Skip to main content

Framework-agnostic profiler for LLM agent context windows

Project description

context-profiler

PyPI version Python License: MIT

The evidence layer for context engineering. Profile before you prune.

context-profiler turns raw provider requests, observability exports, and agent trajectories into evidence about how context grows, repeats, and concentrates — so you know what to compact and where it's safe to cut.

context-profiler: Icicle view showing token distribution across a 31-turn SWE-agent session

Why

Compression tools (LLMLingua, /compact, Mem0) execute blindly. They don't tell you what's redundant, what's safe to remove, or what downstream references will break. context-profiler fills the missing step:

trace → profile → human review → prune/compact decision

Built for both humans and agents:

  • HTML reports — interactive timeline, icicle, persistence heatmap, tools, diff, findings
  • JSON contracts — stable issue codes and evidence for automated agent workflows
  • Trace-source agnostic — same analysis across OpenAI, Anthropic, Langfuse, and public trajectory datasets

Report Views

Icicle view with semantic color and diff mode
Icicle
Token distribution per request. Semantic color by role, diff mode for additions/removals.
Persistence heatmap showing content blocks across requests
Persistence
Which content blocks survive across turns. Blue = token cost. Red = compact candidate.
Tools view with token table and invocation detail
Tools
Which tools dominate the context budget and their invocation details.
Findings drawer with grouped diagnosis issues
Findings
Issue codes with severity, evidence, and actionable recommendations.

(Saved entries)
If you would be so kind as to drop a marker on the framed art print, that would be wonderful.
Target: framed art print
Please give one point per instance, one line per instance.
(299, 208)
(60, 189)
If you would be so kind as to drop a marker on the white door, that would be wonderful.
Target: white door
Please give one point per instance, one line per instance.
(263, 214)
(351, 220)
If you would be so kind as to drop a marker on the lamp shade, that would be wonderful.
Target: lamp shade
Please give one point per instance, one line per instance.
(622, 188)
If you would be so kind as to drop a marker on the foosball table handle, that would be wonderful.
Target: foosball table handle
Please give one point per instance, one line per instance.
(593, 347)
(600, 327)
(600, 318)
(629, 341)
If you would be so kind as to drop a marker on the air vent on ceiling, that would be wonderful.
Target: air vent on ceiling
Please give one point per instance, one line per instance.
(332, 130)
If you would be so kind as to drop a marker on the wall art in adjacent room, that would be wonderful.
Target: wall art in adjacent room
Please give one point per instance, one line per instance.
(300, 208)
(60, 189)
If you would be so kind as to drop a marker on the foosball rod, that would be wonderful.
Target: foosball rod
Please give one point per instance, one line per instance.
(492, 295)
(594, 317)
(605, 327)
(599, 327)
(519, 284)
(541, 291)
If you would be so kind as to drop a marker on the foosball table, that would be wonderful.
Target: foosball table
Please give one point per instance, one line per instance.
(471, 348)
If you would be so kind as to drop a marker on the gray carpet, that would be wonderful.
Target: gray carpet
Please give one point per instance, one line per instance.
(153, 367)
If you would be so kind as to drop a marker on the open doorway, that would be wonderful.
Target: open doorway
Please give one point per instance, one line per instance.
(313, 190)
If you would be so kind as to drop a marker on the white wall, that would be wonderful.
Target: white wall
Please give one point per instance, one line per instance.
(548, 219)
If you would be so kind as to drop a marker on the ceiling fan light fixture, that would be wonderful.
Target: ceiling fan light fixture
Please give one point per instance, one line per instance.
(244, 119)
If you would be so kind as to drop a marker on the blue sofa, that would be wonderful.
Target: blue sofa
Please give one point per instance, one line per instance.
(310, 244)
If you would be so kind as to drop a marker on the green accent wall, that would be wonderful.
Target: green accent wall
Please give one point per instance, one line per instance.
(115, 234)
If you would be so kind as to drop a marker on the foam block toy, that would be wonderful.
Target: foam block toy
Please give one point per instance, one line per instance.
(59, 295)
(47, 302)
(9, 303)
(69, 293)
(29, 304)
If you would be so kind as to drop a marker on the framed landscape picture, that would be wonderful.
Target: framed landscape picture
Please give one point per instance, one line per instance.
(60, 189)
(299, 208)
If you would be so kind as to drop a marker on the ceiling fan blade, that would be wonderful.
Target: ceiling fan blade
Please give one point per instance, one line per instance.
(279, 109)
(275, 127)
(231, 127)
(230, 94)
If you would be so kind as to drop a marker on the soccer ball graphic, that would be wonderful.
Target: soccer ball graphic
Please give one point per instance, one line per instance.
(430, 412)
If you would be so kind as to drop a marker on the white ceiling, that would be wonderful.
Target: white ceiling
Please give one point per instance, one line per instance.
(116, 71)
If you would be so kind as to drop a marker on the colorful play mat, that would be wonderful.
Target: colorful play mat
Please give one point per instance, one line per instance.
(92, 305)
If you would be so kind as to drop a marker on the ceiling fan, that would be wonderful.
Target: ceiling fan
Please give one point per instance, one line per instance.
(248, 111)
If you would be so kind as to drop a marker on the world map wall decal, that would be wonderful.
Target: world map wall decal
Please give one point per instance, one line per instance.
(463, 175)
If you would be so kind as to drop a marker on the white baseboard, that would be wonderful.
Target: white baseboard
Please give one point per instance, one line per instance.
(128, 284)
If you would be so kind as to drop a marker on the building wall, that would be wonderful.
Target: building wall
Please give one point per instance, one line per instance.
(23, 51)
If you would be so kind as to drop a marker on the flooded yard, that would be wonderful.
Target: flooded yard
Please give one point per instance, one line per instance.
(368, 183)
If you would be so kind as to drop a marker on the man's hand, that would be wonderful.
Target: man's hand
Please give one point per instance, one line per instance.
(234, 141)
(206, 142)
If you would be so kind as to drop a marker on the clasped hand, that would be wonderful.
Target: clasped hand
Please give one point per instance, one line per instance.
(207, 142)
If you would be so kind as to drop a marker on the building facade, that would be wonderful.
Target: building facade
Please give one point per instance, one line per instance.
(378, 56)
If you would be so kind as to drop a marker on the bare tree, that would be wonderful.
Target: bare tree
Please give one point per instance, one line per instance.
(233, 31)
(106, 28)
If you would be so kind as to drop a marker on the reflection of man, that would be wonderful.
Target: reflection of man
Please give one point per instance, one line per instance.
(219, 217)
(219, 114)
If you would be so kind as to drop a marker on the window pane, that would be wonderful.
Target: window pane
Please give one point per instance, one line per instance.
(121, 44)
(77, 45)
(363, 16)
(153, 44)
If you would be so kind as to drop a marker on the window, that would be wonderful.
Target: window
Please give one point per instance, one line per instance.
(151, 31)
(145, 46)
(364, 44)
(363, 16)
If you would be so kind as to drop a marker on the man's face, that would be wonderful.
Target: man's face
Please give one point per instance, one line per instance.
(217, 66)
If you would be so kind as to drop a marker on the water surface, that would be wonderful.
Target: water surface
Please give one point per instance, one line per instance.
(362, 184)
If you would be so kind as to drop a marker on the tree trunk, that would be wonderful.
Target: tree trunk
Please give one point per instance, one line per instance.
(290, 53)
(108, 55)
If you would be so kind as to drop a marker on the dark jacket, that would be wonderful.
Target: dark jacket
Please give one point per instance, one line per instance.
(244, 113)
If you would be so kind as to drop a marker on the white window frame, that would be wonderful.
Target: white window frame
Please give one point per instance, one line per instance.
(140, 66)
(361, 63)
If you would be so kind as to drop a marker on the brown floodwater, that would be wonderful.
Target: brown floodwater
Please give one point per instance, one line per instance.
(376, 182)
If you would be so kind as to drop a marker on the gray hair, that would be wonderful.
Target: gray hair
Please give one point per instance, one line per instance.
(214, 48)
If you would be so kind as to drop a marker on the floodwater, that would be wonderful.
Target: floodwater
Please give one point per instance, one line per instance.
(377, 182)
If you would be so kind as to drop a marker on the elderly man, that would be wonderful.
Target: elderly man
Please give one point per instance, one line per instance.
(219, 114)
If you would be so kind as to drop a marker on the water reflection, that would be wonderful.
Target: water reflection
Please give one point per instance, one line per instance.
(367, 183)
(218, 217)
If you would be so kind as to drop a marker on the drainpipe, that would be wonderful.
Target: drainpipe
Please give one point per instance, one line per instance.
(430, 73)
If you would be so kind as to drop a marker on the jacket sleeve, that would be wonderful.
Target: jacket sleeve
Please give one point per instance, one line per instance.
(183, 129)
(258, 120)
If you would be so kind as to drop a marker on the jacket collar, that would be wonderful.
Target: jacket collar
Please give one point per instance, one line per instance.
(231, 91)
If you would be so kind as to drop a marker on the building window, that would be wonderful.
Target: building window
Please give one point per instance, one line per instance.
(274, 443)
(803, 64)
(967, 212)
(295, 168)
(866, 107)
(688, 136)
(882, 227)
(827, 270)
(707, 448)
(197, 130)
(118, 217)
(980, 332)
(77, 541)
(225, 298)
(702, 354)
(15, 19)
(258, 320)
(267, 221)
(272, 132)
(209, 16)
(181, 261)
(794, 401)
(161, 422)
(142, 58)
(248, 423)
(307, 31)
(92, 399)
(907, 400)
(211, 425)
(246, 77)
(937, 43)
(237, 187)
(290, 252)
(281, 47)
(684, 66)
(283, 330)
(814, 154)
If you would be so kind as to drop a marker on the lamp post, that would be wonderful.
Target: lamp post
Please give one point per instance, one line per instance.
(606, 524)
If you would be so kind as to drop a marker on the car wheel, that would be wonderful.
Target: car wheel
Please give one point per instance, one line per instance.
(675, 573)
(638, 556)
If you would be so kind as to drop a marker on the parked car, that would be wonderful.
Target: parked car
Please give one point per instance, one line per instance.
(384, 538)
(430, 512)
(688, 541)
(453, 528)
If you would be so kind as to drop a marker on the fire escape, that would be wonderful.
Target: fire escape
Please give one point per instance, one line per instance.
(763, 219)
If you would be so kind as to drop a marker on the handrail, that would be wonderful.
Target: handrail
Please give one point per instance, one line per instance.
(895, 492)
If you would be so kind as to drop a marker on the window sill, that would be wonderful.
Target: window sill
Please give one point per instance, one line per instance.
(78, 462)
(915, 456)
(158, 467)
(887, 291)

### SET OF TASKS
A: Which compression tools does the context-profiler project page name as ones that "execute blindly"?
B: Write what follows on the context-profiler project page, picking up after the description of the Findings view.

### OUTPUTS BY TASK
A: LLMLingua, /compact, Mem0

B:
Findings Across Public Datasets

Profiled on real multi-turn agent trajectories from public benchmarks:

Dataset Domain Turns Total Tokens Redundancy Top Issue Carryover
SWE-agent Coding agent 31 27.1K 26.9% REPEATED_CONTENT_BLOCK 231K across 20 blocks
lmcache KV-cache traces 35 36.5K 1.4% REPEATED_CONTENT_BLOCK 403K across 20 blocks
OpenHands Tool-heavy agent 34 23.9K 0.2% REPEATED_CONTENT_BLOCK 383K across 20 blocks

All examples are included in examples/ with conversion scripts and pre-converted session files.

Install

For agent/CLI use, prefer an isolated executable install:

pipx install context-profiler
# or
uv tool install context-profiler
context-profiler --version
which -a context-profiler  # ensure a stale executable is not shadowing pipx/uv

Or install from source:

git clone https://github.com/Turdot/context-profiler.git
cd context-profiler
uv tool install -e .
# for local development in this repo:
PYTHONPATH=src uv run context-profiler --version

Quick Start

Analyze a multi-turn agent session (SWE-agent trajectory included):

context-profiler analyze examples/swe_agent/session.jsonl --format openai --html report.html

Analyze a raw provider request:

context-profiler analyze request.json --format auto
context-profiler diagnose request.json --format auto --json

Analyze a Langfuse export:

context-profiler validate trace.json --format langfuse --json
context-profiler diagnose trace.json --format langfuse --json
context-profiler analyze trace.json --format langfuse --html report.html

Fetch a Langfuse trace through the public API, then analyze it:

TRACE_ID="<trace-id>"
HOST="${LANGFUSE_HOST%/}"
OUT="/tmp/langfuse-trace-${TRACE_ID}"
mkdir -p "$OUT"

curl -fsS \
  -u "$LANGFUSE_PUBLIC_KEY:$LANGFUSE_SECRET_KEY" \
  "$HOST/api/public/traces/$TRACE_ID" \
  -o "$OUT/trace.json"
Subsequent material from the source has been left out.